-------- The input

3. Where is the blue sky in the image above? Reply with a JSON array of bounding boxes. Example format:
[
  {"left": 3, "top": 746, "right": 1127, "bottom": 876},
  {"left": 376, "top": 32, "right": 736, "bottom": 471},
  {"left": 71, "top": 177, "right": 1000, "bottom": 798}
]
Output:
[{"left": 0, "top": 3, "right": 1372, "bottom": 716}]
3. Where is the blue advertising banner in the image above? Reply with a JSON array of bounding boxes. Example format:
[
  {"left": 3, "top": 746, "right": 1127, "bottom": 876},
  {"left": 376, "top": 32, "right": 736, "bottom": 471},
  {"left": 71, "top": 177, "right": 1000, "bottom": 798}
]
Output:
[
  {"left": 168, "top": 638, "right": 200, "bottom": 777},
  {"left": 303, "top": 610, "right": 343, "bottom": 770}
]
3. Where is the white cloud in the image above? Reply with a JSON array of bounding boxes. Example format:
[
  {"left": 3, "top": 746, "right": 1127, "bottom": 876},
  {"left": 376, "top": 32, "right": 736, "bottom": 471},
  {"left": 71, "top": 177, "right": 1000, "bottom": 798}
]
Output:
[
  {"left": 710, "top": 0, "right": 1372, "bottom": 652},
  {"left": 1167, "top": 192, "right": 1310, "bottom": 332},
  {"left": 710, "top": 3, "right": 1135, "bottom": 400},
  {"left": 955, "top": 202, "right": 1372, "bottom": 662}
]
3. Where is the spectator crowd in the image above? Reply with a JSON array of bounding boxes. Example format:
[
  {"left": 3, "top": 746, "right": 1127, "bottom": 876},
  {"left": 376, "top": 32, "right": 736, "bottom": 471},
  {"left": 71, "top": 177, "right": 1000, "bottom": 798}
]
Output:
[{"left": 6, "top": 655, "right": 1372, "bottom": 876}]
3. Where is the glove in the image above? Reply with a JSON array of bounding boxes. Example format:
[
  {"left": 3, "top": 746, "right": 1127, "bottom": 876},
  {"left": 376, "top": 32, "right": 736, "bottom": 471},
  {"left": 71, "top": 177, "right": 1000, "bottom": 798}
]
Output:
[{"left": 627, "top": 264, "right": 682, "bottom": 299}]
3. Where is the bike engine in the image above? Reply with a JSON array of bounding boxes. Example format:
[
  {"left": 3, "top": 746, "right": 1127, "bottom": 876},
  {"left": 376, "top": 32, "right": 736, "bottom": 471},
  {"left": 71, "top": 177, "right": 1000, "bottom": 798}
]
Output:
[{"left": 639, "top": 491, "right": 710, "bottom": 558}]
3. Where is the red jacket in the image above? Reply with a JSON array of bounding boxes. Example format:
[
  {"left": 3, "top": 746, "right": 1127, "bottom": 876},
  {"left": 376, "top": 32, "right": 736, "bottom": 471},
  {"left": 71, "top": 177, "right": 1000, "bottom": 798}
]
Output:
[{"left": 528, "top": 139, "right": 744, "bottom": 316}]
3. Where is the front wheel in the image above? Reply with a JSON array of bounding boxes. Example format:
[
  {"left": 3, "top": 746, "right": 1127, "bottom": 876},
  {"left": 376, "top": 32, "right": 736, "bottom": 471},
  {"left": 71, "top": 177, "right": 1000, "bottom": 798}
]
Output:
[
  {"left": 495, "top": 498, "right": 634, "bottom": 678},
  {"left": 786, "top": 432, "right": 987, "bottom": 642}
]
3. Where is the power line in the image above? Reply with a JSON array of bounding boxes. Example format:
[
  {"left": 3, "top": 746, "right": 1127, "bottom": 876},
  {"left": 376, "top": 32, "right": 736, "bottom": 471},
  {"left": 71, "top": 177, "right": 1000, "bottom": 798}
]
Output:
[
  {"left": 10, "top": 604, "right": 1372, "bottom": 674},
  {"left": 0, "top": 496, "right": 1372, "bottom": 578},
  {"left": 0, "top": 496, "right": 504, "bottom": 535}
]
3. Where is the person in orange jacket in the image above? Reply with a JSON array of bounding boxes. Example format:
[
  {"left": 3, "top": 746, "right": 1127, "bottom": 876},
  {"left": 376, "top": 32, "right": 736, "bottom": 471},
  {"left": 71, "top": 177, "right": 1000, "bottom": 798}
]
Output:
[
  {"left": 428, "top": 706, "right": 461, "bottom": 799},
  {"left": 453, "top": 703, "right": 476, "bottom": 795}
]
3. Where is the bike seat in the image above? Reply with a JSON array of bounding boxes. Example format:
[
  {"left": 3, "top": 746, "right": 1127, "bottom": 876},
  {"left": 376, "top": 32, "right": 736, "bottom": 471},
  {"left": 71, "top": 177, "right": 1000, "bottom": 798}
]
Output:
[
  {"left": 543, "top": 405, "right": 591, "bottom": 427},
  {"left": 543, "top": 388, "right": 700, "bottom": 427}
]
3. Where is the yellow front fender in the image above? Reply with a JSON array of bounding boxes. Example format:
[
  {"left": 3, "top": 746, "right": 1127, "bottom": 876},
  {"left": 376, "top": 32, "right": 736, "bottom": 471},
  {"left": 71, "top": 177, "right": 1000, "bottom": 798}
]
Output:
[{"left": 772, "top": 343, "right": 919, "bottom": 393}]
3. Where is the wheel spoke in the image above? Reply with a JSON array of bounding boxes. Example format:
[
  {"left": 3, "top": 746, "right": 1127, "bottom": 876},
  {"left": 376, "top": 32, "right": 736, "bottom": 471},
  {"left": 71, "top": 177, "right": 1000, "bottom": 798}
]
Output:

----------------

• Problem to work on
Your task is to repeat every line exactly.

• Final result
3. Where is the blue sky in the image above? Reply with a JSON array of bounding boxes. Example format:
[
  {"left": 3, "top": 746, "right": 1127, "bottom": 876},
  {"left": 376, "top": 32, "right": 736, "bottom": 471},
  {"left": 71, "top": 177, "right": 1000, "bottom": 798}
]
Output:
[{"left": 0, "top": 3, "right": 1372, "bottom": 716}]
3. Where is the blue advertising banner in the image above? Reply with a JSON array of bounding boxes. Example format:
[
  {"left": 3, "top": 746, "right": 1127, "bottom": 876},
  {"left": 376, "top": 32, "right": 736, "bottom": 471},
  {"left": 71, "top": 177, "right": 1000, "bottom": 798}
]
Output:
[
  {"left": 168, "top": 638, "right": 200, "bottom": 777},
  {"left": 303, "top": 610, "right": 343, "bottom": 770}
]
3. Where is the white cloud in the image above? Reply with a JSON array of bounding boxes. Example format:
[
  {"left": 3, "top": 746, "right": 1127, "bottom": 876},
  {"left": 376, "top": 32, "right": 736, "bottom": 471},
  {"left": 71, "top": 177, "right": 1000, "bottom": 798}
]
Output:
[
  {"left": 710, "top": 0, "right": 1372, "bottom": 652},
  {"left": 1167, "top": 192, "right": 1310, "bottom": 332},
  {"left": 710, "top": 3, "right": 1135, "bottom": 400},
  {"left": 955, "top": 202, "right": 1372, "bottom": 662}
]
3. Where is the spectator crowd in the image above? Reply with a JSON array of bounding boxes. Example format:
[
  {"left": 3, "top": 746, "right": 1127, "bottom": 876},
  {"left": 376, "top": 32, "right": 736, "bottom": 471},
  {"left": 71, "top": 177, "right": 1000, "bottom": 798}
]
Output:
[{"left": 6, "top": 655, "right": 1372, "bottom": 876}]
3. Where is the glove in the image above? Reply with a JSON array of bounding boxes. Example format:
[
  {"left": 3, "top": 746, "right": 1127, "bottom": 876},
  {"left": 376, "top": 32, "right": 736, "bottom": 471},
  {"left": 71, "top": 177, "right": 1000, "bottom": 798}
]
Output:
[{"left": 627, "top": 264, "right": 682, "bottom": 299}]
3. Where is the bike engine in the image above? Reply with a JSON array of bounding boxes. Example format:
[
  {"left": 3, "top": 746, "right": 1127, "bottom": 876},
  {"left": 376, "top": 32, "right": 736, "bottom": 471},
  {"left": 71, "top": 177, "right": 1000, "bottom": 798}
]
Output:
[{"left": 639, "top": 491, "right": 710, "bottom": 558}]
3. Where is the red jacket in the image above? Reply with a JSON array of bounding boxes. Example format:
[
  {"left": 3, "top": 746, "right": 1127, "bottom": 876},
  {"left": 376, "top": 32, "right": 736, "bottom": 471},
  {"left": 71, "top": 177, "right": 1000, "bottom": 798}
]
Output:
[{"left": 528, "top": 139, "right": 744, "bottom": 316}]
3. Where is the front wheel in the image above? Reply with a JSON array of bounding boxes. Example format:
[
  {"left": 3, "top": 746, "right": 1127, "bottom": 876},
  {"left": 376, "top": 32, "right": 736, "bottom": 471},
  {"left": 71, "top": 177, "right": 1000, "bottom": 798}
]
Output:
[
  {"left": 495, "top": 498, "right": 634, "bottom": 678},
  {"left": 786, "top": 432, "right": 987, "bottom": 642}
]
3. Where is the power line in the image above? Reply with a JSON array of bounding boxes. Example format:
[
  {"left": 3, "top": 746, "right": 1127, "bottom": 876},
  {"left": 376, "top": 32, "right": 736, "bottom": 471},
  {"left": 71, "top": 177, "right": 1000, "bottom": 798}
]
Output:
[
  {"left": 10, "top": 604, "right": 1372, "bottom": 674},
  {"left": 0, "top": 496, "right": 1372, "bottom": 578},
  {"left": 0, "top": 496, "right": 504, "bottom": 535}
]
3. Where is the person in orange jacket in the image above? Reply with a JSON array of bounding boxes. Example format:
[
  {"left": 3, "top": 746, "right": 1127, "bottom": 876},
  {"left": 376, "top": 32, "right": 736, "bottom": 471},
  {"left": 71, "top": 177, "right": 1000, "bottom": 798}
]
Output:
[
  {"left": 428, "top": 706, "right": 461, "bottom": 799},
  {"left": 453, "top": 703, "right": 476, "bottom": 795}
]
3. Where is the bike seat in the image above? Reply with a JSON array of bounding boxes. Example format:
[
  {"left": 3, "top": 746, "right": 1127, "bottom": 876},
  {"left": 376, "top": 32, "right": 736, "bottom": 471},
  {"left": 71, "top": 177, "right": 1000, "bottom": 798}
]
Output:
[
  {"left": 543, "top": 405, "right": 591, "bottom": 427},
  {"left": 543, "top": 388, "right": 700, "bottom": 427}
]
3. Where is the yellow front fender in the image above? Reply with a JSON array of bounding boxes. Example format:
[
  {"left": 3, "top": 746, "right": 1127, "bottom": 876},
  {"left": 376, "top": 32, "right": 736, "bottom": 471},
  {"left": 71, "top": 177, "right": 1000, "bottom": 798}
]
Output:
[{"left": 772, "top": 343, "right": 919, "bottom": 393}]
3. Where is the wheel spoke in the image above? Reply with a JSON array of bounding boxes. Example format:
[
  {"left": 3, "top": 746, "right": 1127, "bottom": 876},
  {"left": 376, "top": 32, "right": 736, "bottom": 471},
  {"left": 71, "top": 177, "right": 1000, "bottom": 798}
]
Output:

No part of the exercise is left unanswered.